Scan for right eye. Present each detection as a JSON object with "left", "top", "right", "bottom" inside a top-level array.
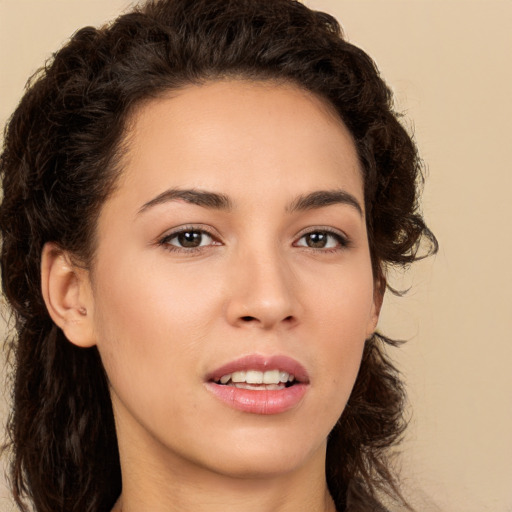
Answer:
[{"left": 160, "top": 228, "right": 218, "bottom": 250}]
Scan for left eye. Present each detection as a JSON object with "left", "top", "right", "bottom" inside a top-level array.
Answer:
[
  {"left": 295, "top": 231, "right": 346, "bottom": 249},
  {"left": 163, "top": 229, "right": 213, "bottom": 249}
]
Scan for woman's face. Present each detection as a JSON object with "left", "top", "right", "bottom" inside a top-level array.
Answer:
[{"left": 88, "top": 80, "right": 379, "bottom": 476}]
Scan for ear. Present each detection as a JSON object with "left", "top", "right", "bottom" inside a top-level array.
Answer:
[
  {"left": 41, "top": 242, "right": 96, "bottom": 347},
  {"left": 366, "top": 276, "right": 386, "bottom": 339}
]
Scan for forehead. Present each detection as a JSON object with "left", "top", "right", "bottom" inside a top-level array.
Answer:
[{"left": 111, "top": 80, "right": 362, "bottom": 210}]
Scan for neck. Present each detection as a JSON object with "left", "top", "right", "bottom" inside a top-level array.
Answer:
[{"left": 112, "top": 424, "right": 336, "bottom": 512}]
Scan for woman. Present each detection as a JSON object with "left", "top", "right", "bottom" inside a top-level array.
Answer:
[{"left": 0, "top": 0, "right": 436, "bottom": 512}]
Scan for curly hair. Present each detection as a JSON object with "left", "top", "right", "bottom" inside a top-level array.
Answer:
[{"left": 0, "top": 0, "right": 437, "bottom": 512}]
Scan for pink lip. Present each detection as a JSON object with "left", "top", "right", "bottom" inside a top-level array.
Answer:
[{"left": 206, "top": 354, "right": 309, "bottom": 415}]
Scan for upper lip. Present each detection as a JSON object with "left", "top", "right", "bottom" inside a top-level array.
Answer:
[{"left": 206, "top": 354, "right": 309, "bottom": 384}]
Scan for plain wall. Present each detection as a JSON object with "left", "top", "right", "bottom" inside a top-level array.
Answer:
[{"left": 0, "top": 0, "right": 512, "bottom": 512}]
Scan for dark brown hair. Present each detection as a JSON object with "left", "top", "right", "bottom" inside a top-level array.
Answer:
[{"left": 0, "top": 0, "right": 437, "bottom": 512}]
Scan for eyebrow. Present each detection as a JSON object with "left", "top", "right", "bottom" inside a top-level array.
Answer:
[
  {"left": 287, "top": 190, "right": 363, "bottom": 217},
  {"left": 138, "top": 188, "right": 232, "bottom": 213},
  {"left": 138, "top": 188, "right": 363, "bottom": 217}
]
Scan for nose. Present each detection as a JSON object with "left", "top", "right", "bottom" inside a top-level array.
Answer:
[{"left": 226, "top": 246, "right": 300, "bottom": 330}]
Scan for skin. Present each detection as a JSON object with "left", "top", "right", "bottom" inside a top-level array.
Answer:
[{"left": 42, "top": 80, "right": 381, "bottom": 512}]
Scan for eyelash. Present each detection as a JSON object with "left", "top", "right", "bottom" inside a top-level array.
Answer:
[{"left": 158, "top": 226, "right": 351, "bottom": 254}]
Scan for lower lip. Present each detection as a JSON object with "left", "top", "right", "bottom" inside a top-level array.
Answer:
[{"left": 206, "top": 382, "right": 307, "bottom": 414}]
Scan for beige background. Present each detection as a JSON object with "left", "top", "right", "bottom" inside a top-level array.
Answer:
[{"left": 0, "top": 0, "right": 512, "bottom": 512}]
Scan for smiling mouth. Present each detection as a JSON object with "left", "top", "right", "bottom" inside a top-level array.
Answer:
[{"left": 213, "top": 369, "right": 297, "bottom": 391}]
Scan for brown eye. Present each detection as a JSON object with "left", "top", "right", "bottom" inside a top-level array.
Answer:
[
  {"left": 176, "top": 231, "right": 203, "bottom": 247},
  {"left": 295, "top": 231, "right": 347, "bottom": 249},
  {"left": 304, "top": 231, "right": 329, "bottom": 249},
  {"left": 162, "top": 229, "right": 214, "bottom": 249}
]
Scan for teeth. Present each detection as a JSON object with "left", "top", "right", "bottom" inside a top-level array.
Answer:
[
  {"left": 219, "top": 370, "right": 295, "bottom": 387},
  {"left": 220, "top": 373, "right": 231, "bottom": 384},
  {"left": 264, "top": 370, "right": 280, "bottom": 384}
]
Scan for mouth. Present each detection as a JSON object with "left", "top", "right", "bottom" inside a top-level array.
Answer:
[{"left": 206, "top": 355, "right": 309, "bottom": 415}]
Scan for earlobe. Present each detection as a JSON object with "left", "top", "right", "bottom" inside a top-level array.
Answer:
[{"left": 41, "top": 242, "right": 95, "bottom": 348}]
* * *
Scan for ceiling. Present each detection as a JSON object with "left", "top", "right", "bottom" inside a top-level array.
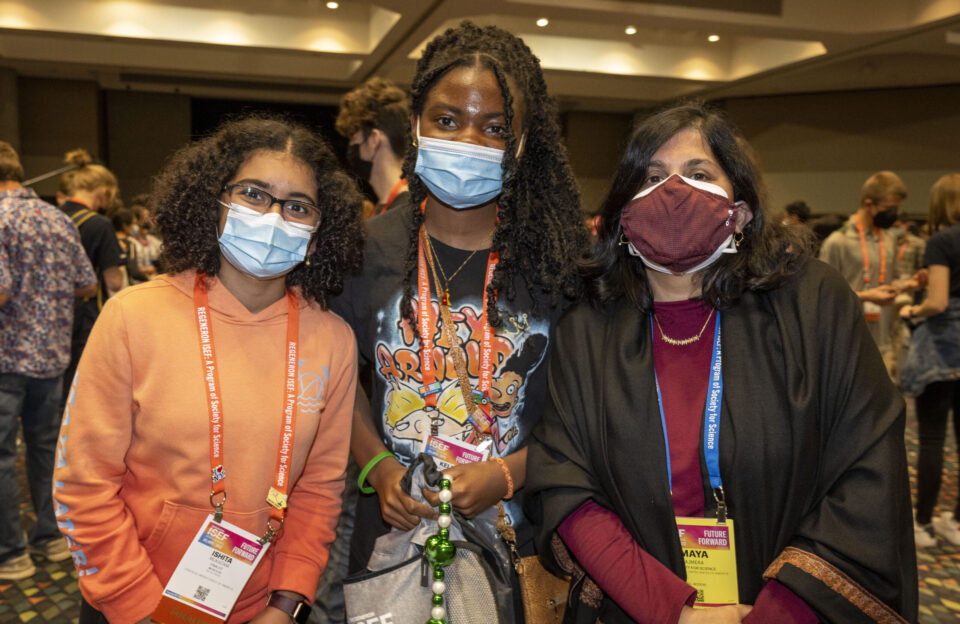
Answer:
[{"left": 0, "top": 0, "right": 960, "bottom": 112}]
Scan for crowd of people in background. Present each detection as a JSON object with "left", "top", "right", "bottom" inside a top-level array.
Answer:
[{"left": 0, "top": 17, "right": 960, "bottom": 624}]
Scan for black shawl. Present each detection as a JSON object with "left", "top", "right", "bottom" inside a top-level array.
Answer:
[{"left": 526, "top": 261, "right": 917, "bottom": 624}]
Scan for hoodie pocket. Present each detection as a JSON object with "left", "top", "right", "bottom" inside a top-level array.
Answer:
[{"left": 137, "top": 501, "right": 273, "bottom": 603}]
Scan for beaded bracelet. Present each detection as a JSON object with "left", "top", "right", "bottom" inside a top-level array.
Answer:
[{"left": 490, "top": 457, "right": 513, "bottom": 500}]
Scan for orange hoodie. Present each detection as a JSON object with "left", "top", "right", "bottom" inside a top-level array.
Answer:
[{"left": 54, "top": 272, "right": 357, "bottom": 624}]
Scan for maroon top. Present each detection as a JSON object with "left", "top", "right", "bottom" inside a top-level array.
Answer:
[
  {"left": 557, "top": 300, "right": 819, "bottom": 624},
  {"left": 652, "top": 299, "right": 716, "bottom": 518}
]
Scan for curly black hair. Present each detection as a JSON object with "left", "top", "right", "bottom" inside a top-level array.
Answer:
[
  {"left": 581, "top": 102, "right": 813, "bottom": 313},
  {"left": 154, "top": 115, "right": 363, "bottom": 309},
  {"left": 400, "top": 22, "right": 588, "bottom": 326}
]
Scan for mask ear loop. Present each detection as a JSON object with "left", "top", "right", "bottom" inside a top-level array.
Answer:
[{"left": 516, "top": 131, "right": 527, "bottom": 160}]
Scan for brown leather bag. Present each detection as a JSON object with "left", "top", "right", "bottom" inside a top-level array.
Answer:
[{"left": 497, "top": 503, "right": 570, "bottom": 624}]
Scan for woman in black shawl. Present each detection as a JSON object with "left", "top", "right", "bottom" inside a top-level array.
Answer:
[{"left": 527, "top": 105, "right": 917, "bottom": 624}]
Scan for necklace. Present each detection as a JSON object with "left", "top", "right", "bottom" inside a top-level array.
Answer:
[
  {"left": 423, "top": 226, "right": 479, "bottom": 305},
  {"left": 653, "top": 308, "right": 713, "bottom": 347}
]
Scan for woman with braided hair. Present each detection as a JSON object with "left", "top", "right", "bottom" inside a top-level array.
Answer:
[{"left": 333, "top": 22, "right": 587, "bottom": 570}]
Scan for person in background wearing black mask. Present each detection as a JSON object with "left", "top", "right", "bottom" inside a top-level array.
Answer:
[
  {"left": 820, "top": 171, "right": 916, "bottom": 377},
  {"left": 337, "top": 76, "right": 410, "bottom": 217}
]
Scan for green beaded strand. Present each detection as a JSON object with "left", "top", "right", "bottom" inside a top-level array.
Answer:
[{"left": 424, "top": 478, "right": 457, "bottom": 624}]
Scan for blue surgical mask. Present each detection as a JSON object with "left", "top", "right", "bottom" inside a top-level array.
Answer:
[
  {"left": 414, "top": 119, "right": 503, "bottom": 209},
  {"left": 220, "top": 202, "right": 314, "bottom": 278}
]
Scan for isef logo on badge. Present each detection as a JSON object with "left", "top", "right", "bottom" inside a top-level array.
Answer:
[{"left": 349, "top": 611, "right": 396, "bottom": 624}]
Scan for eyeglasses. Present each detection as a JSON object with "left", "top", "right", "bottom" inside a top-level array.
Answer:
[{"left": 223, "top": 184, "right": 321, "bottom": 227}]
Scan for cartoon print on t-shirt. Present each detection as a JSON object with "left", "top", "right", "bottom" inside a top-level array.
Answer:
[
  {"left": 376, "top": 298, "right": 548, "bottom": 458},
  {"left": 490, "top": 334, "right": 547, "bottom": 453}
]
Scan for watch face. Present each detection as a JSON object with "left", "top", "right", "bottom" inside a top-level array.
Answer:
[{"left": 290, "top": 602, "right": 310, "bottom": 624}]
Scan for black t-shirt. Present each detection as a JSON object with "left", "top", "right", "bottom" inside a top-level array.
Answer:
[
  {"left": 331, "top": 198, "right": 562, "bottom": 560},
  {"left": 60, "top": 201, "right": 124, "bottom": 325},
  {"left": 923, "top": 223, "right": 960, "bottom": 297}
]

Short exercise.
Collect every line from the rows above that contains the string "beaded". Case counts.

Output of the exercise.
Scan for beaded bracelet. Present each detection as a JSON object with "left", "top", "right", "bottom" inside a top-level array.
Scan for green beaded strand. Present each detection as a JSON object with "left", "top", "right", "bottom" inside a top-level array.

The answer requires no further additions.